No findings were identified.

1R22 Surveillance Testing

a. Inspection Scope

For the three surveillance tests identified below, the inspectors assessed whether the SSCs involved in these tests satisfied the requirements described in the TS surveillance requirements, the UFSAR, applicable licensee procedures, and whether the tests demonstrated that the SSCs were capable of performing their intended safety functions.

This was accomplished by witnessing testing and/or reviewing the test data. Documents reviewed are listed in the Attachment. The inspectors completed three samples, as defined in IP 71111.22.

Routine Surveillance Tests:

  • 0-SI-MIN-061-105.0, Ice Condenser - Ice Weighing, Revision 12 Containment Isolation Valve (CIV) Surveillance Tests:
  • 0-SI-SLT-043-258.2, Containment Isolation Valve LLRT Sampling System (FCV-43-22 &-23), Revision 16

b. Findings

No findings were identified.

RADIATION SAFETY

(RS)

Cornerstones: Occupational Radiation Safety and Public Radiation Safety

2RS1 Radiological Hazard Assessment and Exposure Controls

a. Inspection Scope

Hazard Assessment and Instructions to Workers: During facility tours, the inspectors directly observed radiological postings and container labeling for areas established within the radiologically controlled area (RCA) of the Auxiliary Building, Unit 1 (U1) lower containment, Independent Spent Fuel Storage Installation, and radioactive waste processing and storage locations. The inspectors independently measured radiation dose rates or directly observed conduct of licensee radiation surveys for selected RCA areas. The inspectors reviewed survey records for several plant areas including surveys for airborne radioactivity, gamma surveys with a range of dose rate gradients, surveys for alpha-emitters and other hard-to-detect radionuclides, and pre-job surveys for upcoming tasks. The inspectors also discussed changes to plant operations that could contribute to changing radiological conditions since the last inspection. The inspectors attended pre-job briefings and reviewed Radiation Work Permit (RWP) details to assess communication of radiological control requirements and current radiological conditions to workers.

Control of Radioactive Material: The inspectors observed surveys of material and personnel being released from the RCA using small article monitor, personnel contamination monitor, and portal monitor instruments. The inspectors discussed equipment sensitivity, alarm setpoints, and release program guidance with licensee staff.

The inspectors also reviewed records of leak tests on selected sealed sources and discussed nationally tracked source transactions with licensee staff.

Hazard Control: The inspectors evaluated access controls and barrier effectiveness for selected High Radiation Area (HRA), Locked High Radiation Area (LHRA), and Very High Radiation Area (VHRA) locations and discussed changes to procedural guidance for LHRA and VHRA controls with Radiation Protection (RP) supervisors. The inspectors reviewed implementation of controls for the storage of irradiated material within the spent fuel pool. Established radiological controls, including airborne controls and electronic dosimeter (ED) alarm setpoints, were evaluated for selected Unit 1 Refueling Outage 21 (U1R21) tasks. In addition, the inspectors reviewed licensee controls for areas where dose rates could change significantly as a result of plant shutdown and refueling operations. The inspectors also reviewed the use of personnel dosimetry including extremity dosimetry and multibadging in high dose rate gradients.

DATA ENTRIES:
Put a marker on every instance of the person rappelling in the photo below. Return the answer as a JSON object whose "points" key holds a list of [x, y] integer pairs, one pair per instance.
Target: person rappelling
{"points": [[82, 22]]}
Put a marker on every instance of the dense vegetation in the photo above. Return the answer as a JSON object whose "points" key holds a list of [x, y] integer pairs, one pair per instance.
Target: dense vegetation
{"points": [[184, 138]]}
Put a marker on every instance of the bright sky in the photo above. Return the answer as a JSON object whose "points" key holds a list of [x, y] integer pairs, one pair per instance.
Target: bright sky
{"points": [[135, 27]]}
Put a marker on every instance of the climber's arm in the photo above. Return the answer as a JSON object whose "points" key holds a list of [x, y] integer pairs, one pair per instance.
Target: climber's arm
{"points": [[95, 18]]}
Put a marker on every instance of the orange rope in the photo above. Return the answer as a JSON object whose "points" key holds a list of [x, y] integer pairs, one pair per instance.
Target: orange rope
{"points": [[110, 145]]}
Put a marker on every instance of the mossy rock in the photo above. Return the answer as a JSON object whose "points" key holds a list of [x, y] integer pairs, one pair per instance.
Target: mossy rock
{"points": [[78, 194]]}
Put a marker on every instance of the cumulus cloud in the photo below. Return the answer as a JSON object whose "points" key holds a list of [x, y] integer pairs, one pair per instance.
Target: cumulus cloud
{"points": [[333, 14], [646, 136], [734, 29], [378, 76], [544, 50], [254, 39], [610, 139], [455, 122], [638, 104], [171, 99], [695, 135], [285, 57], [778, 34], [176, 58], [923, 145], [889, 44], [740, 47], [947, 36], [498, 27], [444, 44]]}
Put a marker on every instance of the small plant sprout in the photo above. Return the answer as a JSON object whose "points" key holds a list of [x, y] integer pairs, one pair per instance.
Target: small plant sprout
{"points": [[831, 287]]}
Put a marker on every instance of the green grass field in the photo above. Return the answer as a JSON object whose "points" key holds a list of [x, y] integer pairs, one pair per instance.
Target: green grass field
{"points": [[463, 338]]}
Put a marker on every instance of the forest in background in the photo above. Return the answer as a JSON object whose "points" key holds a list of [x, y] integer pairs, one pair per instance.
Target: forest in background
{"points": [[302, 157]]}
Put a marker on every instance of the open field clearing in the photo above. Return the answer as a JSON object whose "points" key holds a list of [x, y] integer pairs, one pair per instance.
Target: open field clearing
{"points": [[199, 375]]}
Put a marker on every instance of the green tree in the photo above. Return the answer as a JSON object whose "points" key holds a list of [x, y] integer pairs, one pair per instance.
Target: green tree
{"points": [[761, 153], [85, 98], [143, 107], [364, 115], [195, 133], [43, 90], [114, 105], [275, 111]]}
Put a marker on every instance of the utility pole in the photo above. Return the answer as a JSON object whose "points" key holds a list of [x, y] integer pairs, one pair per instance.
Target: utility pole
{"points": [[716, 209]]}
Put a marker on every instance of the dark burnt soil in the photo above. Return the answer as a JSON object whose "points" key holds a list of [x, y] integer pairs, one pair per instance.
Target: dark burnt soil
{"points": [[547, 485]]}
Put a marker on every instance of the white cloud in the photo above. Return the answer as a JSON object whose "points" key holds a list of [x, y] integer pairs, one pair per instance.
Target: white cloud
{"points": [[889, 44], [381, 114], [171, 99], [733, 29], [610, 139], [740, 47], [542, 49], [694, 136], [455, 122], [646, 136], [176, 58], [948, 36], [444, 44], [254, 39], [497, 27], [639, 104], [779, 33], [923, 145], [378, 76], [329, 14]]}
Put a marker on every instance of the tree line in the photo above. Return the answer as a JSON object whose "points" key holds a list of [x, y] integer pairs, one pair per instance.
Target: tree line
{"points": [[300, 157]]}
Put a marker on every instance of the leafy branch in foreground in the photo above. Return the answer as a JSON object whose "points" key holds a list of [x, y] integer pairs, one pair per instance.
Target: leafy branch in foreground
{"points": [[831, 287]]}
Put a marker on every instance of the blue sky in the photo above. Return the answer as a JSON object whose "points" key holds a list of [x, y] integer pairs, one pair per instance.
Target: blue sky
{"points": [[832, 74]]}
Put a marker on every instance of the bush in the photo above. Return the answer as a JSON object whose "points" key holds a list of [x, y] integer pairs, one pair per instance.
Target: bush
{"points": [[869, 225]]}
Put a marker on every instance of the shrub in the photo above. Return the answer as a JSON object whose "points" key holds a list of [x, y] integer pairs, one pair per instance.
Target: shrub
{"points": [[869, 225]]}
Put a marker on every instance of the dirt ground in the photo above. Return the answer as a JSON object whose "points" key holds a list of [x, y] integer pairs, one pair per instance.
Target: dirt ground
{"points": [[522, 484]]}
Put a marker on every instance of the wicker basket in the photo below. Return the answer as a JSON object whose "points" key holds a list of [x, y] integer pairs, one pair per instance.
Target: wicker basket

REQUIRED WORK:
a) According to the inspection report, which instruments were used in the surveys of material and personnel released from the RCA?
b) Return the passage of the inspection report between "1R22 Surveillance Testing" and "intended safety functions.", inclusive.
c) Using the inspection report, state whether each statement agrees with it, and quote the words that decide each one: (i) The inspectors completed three samples for surveillance testing. (ii) Findings were identified under surveillance testing. (iii) The inspectors discussed changes to procedural guidance for LHRA and VHRA controls with Radiation Protection supervisors.
The listing above comes from a separate source and is not part of the inspection report.

LIST OF SOLUTIONS:
a) small article monitor, personnel contamination monitor, portal monitor

b)
1R22 Surveillance Testing

a. Inspection Scope

For the three surveillance tests identified below, the inspectors assessed whether the SSCs involved in these tests satisfied the requirements described in the TS surveillance requirements, the UFSAR, applicable licensee procedures, and whether the tests demonstrated that the SSCs were capable of performing their intended safety functions.

c)
(i) Yes: "The inspectors completed three samples, as defined in IP 71111.22."
(ii) No: "No findings were identified."
(iii) Yes: "discussed changes to procedural guidance for LHRA and VHRA controls with Radiation Protection (RP) supervisors"